• TEXT EXTRACT
***

Teleport Auth Server rejecting all session recordings

Teleport version: 4.4.6

My single teleport auth/proxy/node server is being killed by a torrential inflow of incorrect session recordings. The docker logs look like this:

WARN [AUTH]      Rejecting session recording from 7d2e19cd-515a-4de2-801b-6b08c111bf89: server ID 834afe58-6256-4fc0-992b-7c75500f6316 not valid. System may be under attack, a node is attempting to submit events for an identity other than its own. auth/apiserver.go:1981
WARN [AUTH]      Rejecting session recording from 7d2e19cd-515a-4de2-801b-6b08c111bf89: server ID 02d82ef1-2b94-403d-a9f9-fd7f9aaa1968 not valid. System may be under attack, a node is attempting to submit events for an identity other than its own. auth/apiserver.go:1981
WARN [AUTH]      Rejecting session recording from 7d2e19cd-515a-4de2-801b-6b08c111bf89: server ID 1be4a891-78bc-49bd-aa1e-84bfaa9dafd9 not valid. System may be under attack, a node is attempting to submit events for an identity other than its own. auth/apiserver.go:1981
WARN [AUTH]      Rejecting session recording from 7d2e19cd-515a-4de2-801b-6b08c111bf89: server ID 834afe58-6256-4fc0-992b-7c75500f6316 not valid. System may be under attack, a node is attempting to submit events for an identity other than its own. auth/apiserver.go:1981

At hundreds of logs per minute.

I’m running the teleport server as an EC2 instance behind an internal load balancer, which I’m aware isn’t a great setup. In my teleport.yaml I’ve set:

proxy_service:
  enabled: "yes"
  listen_addr: 0.0.0.0:3023
  web_listen_addr: 0.0.0.0:3080
  tunnel_listen_addr: 0.0.0.0:3024
  public_addr: <private-ip>:3080

Which I’m not too happy about (I’d much prefer to set the actual DNS name instead of the private IP), but it’s a “legacy” system and I’m not in the position to go changing that easily.

Any ideas if there is a workaround for the session recording rejection logs? To be fair, I don’t really want to keep the session recordings (or even make them), but some research hasn’t shown me a way to disable making/storing them.

***

• ENTRIES
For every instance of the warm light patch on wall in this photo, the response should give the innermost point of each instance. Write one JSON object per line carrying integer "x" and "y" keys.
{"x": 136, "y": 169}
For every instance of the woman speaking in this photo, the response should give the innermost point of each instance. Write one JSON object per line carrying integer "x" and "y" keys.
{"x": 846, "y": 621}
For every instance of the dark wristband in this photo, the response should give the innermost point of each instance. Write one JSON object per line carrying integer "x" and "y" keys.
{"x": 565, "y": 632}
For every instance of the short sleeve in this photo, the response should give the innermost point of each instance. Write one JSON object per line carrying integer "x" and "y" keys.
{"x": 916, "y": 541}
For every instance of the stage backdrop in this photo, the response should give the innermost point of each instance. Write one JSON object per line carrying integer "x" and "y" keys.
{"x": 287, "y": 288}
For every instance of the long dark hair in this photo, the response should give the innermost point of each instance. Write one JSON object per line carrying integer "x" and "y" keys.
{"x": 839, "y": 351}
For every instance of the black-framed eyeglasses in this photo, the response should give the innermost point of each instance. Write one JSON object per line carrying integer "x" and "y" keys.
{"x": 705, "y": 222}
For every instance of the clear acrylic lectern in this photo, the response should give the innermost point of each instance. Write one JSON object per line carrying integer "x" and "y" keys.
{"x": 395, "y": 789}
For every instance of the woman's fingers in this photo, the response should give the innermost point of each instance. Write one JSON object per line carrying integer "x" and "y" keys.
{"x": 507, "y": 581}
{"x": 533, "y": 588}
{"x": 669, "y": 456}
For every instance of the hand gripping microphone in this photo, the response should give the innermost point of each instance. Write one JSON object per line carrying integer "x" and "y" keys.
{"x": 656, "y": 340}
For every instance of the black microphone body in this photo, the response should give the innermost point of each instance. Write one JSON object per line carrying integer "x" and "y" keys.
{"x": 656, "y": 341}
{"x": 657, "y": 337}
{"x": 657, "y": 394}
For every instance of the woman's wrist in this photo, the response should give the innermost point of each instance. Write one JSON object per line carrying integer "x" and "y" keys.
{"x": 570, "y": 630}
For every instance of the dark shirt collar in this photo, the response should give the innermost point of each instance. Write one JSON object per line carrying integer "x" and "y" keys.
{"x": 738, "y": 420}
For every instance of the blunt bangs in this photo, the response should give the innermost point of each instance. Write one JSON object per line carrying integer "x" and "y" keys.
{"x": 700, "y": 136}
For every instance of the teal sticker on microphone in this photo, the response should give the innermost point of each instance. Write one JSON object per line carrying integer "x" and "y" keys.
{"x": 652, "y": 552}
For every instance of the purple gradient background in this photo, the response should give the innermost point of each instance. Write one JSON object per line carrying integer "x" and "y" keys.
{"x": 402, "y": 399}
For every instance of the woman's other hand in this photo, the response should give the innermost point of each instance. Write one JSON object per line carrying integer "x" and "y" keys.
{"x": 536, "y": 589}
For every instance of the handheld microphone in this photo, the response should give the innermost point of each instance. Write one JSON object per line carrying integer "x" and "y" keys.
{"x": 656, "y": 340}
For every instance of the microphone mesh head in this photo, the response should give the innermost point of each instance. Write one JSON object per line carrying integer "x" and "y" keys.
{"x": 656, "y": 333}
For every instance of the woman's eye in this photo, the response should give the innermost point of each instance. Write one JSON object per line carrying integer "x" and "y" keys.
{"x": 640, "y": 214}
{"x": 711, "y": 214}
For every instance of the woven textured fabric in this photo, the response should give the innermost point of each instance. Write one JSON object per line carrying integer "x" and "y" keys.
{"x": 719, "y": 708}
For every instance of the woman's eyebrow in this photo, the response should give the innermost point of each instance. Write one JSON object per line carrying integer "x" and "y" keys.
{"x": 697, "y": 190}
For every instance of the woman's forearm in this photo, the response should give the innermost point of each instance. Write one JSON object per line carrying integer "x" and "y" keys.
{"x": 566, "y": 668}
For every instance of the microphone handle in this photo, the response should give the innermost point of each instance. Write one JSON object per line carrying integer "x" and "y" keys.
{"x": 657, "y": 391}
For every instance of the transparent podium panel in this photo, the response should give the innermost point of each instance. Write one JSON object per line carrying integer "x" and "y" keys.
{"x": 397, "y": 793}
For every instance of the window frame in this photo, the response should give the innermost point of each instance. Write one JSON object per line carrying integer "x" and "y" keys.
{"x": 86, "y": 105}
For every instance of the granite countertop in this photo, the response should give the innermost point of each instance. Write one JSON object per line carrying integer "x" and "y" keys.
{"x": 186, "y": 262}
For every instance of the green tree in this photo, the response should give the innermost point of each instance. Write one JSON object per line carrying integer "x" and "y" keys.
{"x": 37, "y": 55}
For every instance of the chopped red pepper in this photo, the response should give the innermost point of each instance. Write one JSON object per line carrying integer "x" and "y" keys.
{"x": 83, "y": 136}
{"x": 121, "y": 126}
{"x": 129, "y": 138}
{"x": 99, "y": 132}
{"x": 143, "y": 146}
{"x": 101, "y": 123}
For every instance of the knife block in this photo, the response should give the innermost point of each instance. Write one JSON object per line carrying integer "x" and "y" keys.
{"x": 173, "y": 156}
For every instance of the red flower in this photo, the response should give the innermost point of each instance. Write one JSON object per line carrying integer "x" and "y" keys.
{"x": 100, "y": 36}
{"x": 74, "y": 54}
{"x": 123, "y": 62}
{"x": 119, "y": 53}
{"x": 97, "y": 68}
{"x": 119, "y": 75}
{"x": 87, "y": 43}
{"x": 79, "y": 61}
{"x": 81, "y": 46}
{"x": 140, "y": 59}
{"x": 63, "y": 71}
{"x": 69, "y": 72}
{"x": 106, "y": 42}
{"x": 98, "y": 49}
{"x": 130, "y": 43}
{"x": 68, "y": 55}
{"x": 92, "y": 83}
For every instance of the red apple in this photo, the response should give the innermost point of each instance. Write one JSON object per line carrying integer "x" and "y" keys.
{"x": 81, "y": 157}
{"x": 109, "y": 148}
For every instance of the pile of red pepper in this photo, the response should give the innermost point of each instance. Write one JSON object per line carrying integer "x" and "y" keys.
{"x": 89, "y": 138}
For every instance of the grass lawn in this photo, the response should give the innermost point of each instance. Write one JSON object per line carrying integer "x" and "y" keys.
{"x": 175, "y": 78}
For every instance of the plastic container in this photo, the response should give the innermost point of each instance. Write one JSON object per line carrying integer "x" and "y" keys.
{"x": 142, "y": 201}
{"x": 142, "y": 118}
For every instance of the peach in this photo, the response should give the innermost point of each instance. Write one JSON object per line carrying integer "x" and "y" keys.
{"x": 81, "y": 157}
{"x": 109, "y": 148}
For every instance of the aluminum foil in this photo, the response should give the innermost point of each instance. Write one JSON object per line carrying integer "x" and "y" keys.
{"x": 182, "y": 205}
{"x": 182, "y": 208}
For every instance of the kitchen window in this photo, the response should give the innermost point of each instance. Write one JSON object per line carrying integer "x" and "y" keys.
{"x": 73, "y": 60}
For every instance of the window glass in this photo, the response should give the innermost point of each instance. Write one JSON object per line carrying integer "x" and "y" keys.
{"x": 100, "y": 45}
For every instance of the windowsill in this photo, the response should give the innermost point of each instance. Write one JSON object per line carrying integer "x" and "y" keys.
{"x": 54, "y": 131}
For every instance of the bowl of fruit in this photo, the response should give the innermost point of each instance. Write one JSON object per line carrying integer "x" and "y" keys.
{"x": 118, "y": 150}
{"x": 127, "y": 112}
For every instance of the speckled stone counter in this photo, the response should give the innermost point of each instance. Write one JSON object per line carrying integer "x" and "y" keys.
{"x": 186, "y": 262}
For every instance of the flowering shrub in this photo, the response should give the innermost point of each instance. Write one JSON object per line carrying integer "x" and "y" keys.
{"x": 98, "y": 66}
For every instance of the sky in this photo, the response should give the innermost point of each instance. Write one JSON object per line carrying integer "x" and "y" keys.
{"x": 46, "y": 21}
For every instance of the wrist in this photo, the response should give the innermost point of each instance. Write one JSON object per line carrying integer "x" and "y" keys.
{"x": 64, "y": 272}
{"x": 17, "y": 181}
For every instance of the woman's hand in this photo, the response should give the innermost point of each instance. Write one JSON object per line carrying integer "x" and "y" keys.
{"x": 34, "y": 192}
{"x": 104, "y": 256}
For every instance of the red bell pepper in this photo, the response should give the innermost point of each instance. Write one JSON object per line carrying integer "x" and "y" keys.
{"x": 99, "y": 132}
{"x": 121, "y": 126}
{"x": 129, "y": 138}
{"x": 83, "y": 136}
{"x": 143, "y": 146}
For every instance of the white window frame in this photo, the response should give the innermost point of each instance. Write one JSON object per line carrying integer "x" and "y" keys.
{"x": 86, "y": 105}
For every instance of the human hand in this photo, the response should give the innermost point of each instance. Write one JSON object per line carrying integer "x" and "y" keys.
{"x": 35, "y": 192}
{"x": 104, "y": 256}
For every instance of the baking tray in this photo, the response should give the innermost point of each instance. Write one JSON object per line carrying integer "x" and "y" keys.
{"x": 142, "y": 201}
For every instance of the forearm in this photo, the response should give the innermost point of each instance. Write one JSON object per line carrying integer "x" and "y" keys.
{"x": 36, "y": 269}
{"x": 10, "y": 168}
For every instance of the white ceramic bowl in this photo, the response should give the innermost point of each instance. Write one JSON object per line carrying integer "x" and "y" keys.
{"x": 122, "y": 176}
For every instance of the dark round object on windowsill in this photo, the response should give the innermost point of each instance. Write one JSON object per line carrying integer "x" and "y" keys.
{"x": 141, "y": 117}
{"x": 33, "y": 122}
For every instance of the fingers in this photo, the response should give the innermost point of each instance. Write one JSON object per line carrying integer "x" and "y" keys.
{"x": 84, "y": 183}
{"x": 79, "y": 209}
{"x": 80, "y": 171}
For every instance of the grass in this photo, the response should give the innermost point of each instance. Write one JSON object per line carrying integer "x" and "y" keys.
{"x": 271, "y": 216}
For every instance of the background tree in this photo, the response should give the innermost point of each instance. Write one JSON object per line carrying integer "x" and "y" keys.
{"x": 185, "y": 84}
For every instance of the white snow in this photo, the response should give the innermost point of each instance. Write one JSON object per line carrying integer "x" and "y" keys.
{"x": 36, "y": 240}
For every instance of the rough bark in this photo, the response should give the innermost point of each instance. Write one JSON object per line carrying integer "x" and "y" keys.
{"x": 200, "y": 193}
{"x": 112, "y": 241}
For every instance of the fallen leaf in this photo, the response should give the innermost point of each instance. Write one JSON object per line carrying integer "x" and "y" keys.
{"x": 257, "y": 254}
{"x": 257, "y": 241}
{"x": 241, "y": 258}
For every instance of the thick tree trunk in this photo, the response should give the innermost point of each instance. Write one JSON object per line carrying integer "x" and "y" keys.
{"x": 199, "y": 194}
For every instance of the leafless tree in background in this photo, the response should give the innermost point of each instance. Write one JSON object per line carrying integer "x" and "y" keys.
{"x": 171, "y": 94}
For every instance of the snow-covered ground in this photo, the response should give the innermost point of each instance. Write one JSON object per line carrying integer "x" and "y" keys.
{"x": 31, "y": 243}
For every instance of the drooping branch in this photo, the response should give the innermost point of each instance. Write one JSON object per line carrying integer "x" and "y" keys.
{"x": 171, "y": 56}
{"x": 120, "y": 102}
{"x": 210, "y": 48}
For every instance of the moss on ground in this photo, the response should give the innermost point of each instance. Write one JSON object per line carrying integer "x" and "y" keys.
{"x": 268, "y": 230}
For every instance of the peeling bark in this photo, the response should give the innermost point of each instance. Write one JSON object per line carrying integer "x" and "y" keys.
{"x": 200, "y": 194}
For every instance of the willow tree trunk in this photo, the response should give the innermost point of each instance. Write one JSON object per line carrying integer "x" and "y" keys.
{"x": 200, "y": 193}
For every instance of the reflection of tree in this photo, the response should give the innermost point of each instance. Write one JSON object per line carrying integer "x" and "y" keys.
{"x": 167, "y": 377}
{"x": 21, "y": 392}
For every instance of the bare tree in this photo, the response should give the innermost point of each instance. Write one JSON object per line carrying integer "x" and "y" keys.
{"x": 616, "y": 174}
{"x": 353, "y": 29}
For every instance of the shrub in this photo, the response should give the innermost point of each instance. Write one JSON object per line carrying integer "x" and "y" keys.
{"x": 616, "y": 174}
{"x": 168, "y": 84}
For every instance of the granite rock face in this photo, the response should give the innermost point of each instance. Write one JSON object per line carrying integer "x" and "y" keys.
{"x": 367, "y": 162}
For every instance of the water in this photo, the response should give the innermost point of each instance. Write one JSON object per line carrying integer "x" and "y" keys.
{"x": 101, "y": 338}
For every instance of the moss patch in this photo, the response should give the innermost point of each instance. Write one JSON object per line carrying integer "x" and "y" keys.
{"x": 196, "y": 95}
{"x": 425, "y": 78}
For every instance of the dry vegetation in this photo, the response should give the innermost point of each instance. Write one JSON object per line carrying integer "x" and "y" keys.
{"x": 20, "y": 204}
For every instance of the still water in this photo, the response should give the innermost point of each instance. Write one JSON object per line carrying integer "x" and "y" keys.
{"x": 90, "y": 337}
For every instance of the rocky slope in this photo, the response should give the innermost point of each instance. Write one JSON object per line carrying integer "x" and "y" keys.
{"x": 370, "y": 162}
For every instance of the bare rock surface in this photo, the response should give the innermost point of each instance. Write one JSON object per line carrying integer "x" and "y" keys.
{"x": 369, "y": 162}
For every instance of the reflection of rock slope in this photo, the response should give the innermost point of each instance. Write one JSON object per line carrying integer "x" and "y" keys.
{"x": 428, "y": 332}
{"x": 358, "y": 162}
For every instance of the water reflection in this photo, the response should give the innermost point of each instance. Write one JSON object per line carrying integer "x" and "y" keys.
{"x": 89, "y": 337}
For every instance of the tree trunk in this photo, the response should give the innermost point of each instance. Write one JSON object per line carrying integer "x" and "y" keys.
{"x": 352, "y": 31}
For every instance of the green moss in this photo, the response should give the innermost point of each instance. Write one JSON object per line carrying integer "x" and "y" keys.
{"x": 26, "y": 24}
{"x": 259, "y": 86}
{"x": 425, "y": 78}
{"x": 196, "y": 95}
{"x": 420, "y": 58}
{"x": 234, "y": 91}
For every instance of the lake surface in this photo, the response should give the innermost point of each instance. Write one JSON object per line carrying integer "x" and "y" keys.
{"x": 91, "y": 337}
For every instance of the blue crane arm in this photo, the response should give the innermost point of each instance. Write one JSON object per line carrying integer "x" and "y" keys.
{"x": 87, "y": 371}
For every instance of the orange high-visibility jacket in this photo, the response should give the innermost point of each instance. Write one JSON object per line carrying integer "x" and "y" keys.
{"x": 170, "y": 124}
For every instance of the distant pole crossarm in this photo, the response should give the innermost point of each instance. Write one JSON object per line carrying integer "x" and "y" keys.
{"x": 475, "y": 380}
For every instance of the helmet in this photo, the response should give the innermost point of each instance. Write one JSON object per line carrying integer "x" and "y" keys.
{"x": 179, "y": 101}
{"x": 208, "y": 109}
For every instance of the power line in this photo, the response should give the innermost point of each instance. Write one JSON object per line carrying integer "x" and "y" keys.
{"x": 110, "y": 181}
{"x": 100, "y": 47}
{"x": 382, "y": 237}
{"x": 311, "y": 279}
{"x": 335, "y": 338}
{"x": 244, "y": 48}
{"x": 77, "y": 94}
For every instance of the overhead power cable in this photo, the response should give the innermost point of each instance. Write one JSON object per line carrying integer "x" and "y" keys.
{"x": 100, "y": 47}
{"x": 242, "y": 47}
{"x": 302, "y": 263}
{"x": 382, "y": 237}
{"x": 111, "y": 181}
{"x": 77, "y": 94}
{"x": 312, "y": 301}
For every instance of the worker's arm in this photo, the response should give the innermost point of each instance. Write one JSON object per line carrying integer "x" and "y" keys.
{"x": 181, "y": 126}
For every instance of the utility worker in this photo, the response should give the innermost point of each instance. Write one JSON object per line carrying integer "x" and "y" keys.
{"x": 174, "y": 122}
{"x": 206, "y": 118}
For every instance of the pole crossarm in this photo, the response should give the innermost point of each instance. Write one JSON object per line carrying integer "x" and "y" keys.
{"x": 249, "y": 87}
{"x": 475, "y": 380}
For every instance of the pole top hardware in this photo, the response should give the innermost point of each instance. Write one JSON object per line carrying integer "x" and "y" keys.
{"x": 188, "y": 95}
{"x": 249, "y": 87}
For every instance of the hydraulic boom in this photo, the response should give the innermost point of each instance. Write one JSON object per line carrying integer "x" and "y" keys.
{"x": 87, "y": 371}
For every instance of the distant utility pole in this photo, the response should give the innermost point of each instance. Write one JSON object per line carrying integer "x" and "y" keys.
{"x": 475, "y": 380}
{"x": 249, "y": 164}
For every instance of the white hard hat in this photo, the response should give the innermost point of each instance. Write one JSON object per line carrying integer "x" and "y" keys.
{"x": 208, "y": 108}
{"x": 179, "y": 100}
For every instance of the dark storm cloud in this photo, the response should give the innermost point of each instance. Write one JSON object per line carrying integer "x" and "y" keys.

***

• TASK PROMPT
Answer these questions from the forum post about Teleport rejecting session recordings:
1. Which Teleport version is the poster running?
2. How often do the rejection warnings show up in the logs?
3. Where is the Teleport server running?

• SOLUTION FOR THIS TASK
1. Version 4.4.6.
2. Hundreds of times per minute.
3. On an EC2 instance behind an internal load balancer.